◆ Aim 1
Which lines in the records below contain the word "snow"? List each one.

◆ Selected extract
= = = =

Renovating a nearly 30-year-old conversion van from passenger vehicle to dog-hauling camper is not a simple task, especially when you have very specific modifications in mind and a limited amount of time to do anything. Between working in New York City and mushing upstate, progress has been slow going. Luckily, my family and boyfriend have been a huge help.

First step was removing the second and third row seats. Should be simple enough, just unbolt them and out they go. The catch? The bolts were rusted, corroded, and uh, nearly 30-years-old. My Dad and sister's boyfriend helped majorly in this step, leaving me with the job of holding the nuts (hah) underneath while they loosened the bolts up top. 

Dad butt #1

Dad butt #2

The middle row seats were harder to unbolt, so I paused on the interior to yank more stuff off the outside of the van. The spare tire had to come off, along with the metal step in the hitch receiver, so I could mount my dryland dog cart. This presented an unexpected challenge: lighting the license plate. My super handy boyfriend was able to help fix the wiring, and boom! We have illumination:

I rage-pulled the carpet up after a stressful day at work and took Rover to my mechanic to get the remaining seats out. He ended up lifting the van and blow torching the bolts off. Best solution? I don't know, but it got the job done. I threw the seats on Craigslist's free section and they were gone within 24 hours. I highly recommend doing this for free junk removal.

The plywood beneath the carpet was in mostly good shape, we just needed to replace one piece towards the back. I filled in some holes left by the seat bolts and began the process of de-gunking the carpet glue and fuzz. Initially I tried using a degreaser spray, but switched over to Citristrip gel. This stuff works wonders on ancient, disgusting carpet glue and grime. I left it on overnight and it did strip some paint, but I was planning to repaint the floors anyway.

After pulling up the carpet along the door frames, I discovered the hole.

 The orange stuff is carpet glue and Citristrip gel

The orange stuff is carpet glue and Citristrip gel

It started as a small rust hole in the front passenger door step area. I started poking and the small rust hole became kind of a big, scary rust hole that I could see the ground through. Woof. I'm still debating whether to have it fixed professionally or hold off with a DIY patch job. For now, the area has been thoroughly cleaned, repainted, and will be doused with anti-rust spray until I figure out what to do about it.

= = = =

◆ Aim 2
In the van renovation text, how did the mechanic get the remaining seats out?

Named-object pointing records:
= = = =

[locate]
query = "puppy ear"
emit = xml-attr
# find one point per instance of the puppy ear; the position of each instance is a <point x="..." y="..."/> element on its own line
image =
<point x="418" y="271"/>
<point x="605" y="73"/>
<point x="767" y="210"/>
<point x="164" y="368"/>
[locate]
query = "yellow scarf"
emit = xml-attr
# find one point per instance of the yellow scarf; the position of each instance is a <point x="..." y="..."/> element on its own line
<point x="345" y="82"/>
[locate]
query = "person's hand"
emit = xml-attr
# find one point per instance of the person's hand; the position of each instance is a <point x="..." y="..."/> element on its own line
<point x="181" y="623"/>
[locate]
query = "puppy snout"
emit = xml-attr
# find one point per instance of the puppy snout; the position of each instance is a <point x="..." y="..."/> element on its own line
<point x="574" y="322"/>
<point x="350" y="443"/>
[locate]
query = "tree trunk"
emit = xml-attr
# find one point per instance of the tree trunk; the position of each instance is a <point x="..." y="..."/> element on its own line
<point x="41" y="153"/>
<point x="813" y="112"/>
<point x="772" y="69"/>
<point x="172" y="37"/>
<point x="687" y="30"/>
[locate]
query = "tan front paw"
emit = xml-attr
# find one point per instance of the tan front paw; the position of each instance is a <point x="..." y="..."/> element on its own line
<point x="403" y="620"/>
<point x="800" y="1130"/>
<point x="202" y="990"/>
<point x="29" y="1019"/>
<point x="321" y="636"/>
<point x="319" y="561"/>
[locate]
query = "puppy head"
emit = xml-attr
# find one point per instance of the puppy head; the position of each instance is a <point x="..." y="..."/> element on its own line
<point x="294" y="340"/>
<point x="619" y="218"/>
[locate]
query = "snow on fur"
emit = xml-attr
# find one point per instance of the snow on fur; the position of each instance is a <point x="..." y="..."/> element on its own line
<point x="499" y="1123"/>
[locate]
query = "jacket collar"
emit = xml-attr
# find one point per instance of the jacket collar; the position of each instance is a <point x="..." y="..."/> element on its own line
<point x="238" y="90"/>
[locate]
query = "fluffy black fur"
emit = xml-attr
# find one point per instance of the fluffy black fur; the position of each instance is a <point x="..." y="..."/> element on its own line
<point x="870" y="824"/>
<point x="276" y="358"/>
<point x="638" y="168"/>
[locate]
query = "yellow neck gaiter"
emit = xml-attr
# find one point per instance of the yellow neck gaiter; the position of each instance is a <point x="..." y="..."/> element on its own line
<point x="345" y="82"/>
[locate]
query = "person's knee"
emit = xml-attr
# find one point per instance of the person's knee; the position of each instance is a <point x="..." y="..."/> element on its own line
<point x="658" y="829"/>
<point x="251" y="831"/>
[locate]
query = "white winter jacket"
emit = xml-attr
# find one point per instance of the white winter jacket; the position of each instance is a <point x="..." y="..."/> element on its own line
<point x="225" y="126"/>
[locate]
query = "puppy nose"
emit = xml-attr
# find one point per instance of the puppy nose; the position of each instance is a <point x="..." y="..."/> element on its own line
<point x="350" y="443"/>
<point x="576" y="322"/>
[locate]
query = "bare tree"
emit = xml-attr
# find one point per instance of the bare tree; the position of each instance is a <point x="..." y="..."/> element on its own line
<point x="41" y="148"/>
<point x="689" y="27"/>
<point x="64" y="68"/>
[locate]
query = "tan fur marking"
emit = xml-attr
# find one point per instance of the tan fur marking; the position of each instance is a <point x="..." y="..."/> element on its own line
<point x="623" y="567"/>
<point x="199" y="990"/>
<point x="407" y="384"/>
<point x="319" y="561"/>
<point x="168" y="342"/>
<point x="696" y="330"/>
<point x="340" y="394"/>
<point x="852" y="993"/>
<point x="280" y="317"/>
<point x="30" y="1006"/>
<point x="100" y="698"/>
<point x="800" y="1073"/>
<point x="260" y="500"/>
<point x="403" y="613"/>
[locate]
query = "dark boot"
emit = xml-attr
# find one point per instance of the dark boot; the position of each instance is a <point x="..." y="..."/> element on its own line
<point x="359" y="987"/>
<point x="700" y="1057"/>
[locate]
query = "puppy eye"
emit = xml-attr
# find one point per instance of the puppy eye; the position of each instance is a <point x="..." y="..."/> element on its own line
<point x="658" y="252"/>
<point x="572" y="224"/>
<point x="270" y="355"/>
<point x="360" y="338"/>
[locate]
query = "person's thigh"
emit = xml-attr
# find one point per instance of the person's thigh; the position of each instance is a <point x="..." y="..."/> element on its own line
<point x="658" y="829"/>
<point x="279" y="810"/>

= = = =

◆ Full answer 1
query = "snow on fur"
# find one point per instance of the snow on fur; the position of each instance is a <point x="..." y="..."/> element on its own line

◆ Full answer 2
He lifted the van and blow-torched the bolts off.